• _Excerpt_
Catherine R. Lesko, MPH, of the University of North Carolina at Chapel Hill, and colleagues followed patients initiating ART at eight medical centers in the Centers for AIDS Research Network of Integrated Clinical Systems from January 1998 through December 2011. The analysis included 10,017 patients with HIV who were followed from therapy initiation, administrative censoring after 10 years of therapy, or the end of the study period. The researchers calculated the 10-year risk for all-cause mortality.

The median follow-up time was 4.7 years. Across 51,121 person-years of follow-up, 1,224 patients died, resulting in an overall crude 10-year mortality risk of 20.2% (95% CI, 19.2%-21.3%). The overall crude mortality rate was 2.39 deaths per 100 person-years. The crude 10-year mortality risk was 27% among black men and 25% for black women vs. 16.8% for white men and 17.5% for white women. The mortality risk among black men was 7.2% (95% CI, 4.3%-10.1%) greater than among white men, and among black women the risk was 7.9% (95% CI, 3.9%-12%) greater.

“These results serve as a call to action to identify modifiable factors that contribute to these observed differences, so that efficacious interventions may be developed and implemented so that the goal of the National HIV/AIDS Strategy to overcome health disparities becomes a reality,” the researchers wrote.

Disclosure: Lesko reports receiving speakers fees from Gilead Sciences. Please see the full study for a list of all other authors’ relevant financial disclosures.

• _Recorded data_
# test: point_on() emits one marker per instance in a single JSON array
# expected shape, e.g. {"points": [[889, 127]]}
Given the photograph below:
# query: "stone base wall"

• _Your objective_
Reproduce the passage of the HIV mortality excerpt between "Disclosure: Lesko reports" and "relevant financial disclosures.", inclusive.

• _Solution for this task_
Disclosure: Lesko reports receiving speakers fees from Gilead Sciences. Please see the full study for a list of all other authors’ relevant financial disclosures.